[Coordinate annotation entries]

•••

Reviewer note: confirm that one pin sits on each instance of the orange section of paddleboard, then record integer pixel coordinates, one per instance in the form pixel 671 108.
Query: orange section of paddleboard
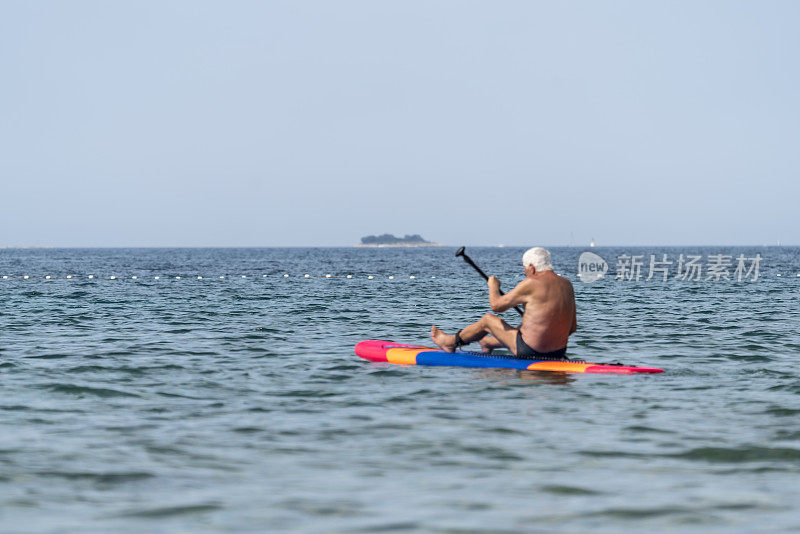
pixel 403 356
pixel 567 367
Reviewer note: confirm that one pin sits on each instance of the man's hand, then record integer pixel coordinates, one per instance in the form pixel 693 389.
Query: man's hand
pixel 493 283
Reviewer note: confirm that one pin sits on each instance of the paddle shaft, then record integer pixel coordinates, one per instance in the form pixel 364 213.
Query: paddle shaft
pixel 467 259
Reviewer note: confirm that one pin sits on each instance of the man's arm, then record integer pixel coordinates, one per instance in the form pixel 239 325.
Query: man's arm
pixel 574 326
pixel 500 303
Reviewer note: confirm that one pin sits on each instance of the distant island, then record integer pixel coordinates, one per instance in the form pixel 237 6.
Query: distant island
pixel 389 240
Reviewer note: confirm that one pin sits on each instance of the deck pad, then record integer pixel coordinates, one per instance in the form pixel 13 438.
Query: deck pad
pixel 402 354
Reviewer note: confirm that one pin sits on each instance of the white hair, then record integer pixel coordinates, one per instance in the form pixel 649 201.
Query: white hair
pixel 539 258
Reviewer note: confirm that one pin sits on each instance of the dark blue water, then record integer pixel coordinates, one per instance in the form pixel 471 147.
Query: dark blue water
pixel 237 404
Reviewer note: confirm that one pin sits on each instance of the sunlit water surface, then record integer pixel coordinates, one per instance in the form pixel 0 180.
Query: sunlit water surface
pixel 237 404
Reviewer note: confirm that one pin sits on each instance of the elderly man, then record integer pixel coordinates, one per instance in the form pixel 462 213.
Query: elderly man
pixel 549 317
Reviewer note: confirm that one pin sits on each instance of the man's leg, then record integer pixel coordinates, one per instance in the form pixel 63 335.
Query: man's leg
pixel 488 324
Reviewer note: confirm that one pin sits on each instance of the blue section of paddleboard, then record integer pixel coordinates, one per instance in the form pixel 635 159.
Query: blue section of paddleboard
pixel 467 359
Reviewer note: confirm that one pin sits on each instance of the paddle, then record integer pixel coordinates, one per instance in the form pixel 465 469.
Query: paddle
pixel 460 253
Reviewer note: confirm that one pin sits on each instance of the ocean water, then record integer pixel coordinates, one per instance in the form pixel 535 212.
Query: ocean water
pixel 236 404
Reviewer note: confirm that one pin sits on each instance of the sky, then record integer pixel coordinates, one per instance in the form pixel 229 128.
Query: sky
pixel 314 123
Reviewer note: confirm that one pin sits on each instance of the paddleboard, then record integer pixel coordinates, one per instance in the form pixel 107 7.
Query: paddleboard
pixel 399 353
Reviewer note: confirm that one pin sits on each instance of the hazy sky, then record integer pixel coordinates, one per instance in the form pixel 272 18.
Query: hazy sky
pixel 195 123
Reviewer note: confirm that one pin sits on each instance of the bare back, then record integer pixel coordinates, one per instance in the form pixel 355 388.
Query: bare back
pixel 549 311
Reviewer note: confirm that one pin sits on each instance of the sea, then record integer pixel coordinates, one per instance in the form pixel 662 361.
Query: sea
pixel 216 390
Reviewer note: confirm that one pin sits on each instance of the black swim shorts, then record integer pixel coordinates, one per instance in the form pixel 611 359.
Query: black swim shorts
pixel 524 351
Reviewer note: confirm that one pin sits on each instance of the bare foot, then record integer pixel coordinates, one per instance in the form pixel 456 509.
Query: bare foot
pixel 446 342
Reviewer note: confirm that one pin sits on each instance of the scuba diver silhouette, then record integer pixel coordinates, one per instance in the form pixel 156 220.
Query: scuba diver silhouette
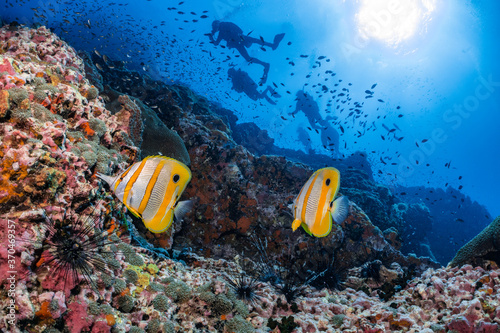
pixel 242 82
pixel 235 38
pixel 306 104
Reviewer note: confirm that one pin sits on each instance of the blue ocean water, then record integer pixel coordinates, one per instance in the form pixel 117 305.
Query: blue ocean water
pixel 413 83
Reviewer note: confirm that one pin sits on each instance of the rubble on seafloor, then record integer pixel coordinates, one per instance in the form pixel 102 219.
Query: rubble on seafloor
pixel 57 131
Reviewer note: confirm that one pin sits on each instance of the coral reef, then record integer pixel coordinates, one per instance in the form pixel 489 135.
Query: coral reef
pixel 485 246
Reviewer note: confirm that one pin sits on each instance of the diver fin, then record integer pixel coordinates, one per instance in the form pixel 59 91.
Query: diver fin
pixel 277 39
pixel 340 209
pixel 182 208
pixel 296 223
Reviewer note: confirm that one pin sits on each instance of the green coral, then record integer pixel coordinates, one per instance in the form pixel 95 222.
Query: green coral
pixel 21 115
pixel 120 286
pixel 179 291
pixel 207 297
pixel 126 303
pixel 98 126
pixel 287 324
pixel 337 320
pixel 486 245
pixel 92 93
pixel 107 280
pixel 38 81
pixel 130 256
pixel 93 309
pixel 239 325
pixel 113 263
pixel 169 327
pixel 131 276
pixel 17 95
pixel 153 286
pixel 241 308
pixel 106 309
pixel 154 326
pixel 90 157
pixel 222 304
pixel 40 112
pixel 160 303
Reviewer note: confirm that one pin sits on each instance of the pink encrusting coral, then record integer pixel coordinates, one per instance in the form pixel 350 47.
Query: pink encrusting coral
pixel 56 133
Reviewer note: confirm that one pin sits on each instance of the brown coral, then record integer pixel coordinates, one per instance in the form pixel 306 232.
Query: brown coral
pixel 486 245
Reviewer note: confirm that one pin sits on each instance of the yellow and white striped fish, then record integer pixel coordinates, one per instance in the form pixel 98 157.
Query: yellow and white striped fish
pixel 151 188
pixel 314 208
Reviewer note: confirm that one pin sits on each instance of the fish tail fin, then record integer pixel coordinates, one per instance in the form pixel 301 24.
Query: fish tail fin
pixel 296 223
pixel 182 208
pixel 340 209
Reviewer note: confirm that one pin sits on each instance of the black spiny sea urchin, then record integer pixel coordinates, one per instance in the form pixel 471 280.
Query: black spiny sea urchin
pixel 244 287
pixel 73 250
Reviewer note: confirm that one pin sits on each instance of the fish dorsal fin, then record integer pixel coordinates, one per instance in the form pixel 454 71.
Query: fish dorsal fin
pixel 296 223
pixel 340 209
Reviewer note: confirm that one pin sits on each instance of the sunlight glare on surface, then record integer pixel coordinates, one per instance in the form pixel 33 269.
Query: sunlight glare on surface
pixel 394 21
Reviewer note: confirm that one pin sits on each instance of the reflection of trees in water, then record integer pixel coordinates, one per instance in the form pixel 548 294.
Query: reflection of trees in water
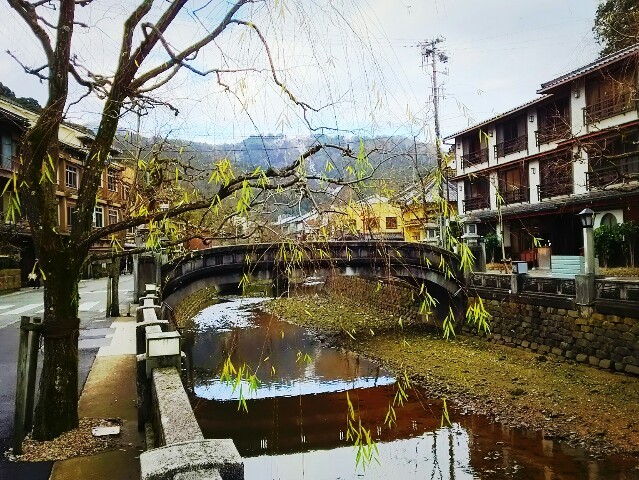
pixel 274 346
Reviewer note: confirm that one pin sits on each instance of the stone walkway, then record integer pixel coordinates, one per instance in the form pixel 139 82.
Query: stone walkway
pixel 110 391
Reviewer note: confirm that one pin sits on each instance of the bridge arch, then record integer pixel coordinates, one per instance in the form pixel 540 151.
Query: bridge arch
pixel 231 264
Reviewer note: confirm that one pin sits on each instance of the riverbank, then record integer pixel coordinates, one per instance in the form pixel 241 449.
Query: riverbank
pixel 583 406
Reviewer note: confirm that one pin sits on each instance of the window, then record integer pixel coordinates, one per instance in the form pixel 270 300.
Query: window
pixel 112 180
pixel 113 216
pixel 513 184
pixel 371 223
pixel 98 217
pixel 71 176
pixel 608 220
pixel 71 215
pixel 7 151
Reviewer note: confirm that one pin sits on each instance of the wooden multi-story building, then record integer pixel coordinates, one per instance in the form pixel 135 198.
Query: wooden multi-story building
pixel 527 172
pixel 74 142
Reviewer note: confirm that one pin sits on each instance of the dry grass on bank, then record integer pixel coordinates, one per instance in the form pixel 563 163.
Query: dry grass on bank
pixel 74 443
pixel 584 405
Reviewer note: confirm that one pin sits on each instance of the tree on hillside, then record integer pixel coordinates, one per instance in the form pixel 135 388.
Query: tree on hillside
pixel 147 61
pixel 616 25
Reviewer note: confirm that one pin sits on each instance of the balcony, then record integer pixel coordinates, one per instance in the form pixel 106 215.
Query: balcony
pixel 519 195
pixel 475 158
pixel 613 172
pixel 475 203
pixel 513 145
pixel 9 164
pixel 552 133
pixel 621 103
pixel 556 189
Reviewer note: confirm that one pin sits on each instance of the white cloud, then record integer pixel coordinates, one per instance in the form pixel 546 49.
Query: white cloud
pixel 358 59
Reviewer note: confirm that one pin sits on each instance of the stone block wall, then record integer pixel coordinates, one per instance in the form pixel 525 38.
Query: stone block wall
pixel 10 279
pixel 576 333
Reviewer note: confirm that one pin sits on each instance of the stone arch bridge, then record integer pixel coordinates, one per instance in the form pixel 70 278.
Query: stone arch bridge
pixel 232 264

•••

Starting at the first of the rows above and stopping after the line that contains "pixel 539 258", reproduce those rows with "pin" renamed to "marker" and everything else left unchanged. Leave the pictures out of the reproduced rows.

Reviewer note: confirm that one marker sits on each instance of the orange section of paddleboard, then record integer pixel coordinates, one per instance in the form pixel 671 108.
Query: orange section of paddleboard
pixel 403 356
pixel 567 367
Reviewer note: confirm that one marker sits on each instance of the man's hand, then record integer pixel coordinates, one per instance in the form pixel 693 389.
Query: man's hand
pixel 493 283
Reviewer note: confirm that one marker sits on each instance of the paddle shaft, then record integer pixel coordinates, one per instance in the form pixel 364 213.
Query: paddle shaft
pixel 467 259
Reviewer note: confirm that one marker sits on each instance of the man's arm, then record integer pixel coordinates, one per instance in the form pixel 239 325.
Query: man's arm
pixel 574 326
pixel 500 303
Reviewer note: confirm that one marker sits on each instance of the distant island, then record integer pixel coordinates, one per instance in the form pixel 237 6.
Query: distant island
pixel 389 240
Reviewer note: confirm that one marker sits on each instance of the deck pad, then record integer pixel coordinates, one per instance in the form pixel 13 438.
Query: deck pad
pixel 402 354
Reviewer note: confirm that one marker sits on each instance of the white hair, then record integer pixel coordinates, one per instance in the form pixel 649 201.
Query: white hair
pixel 539 258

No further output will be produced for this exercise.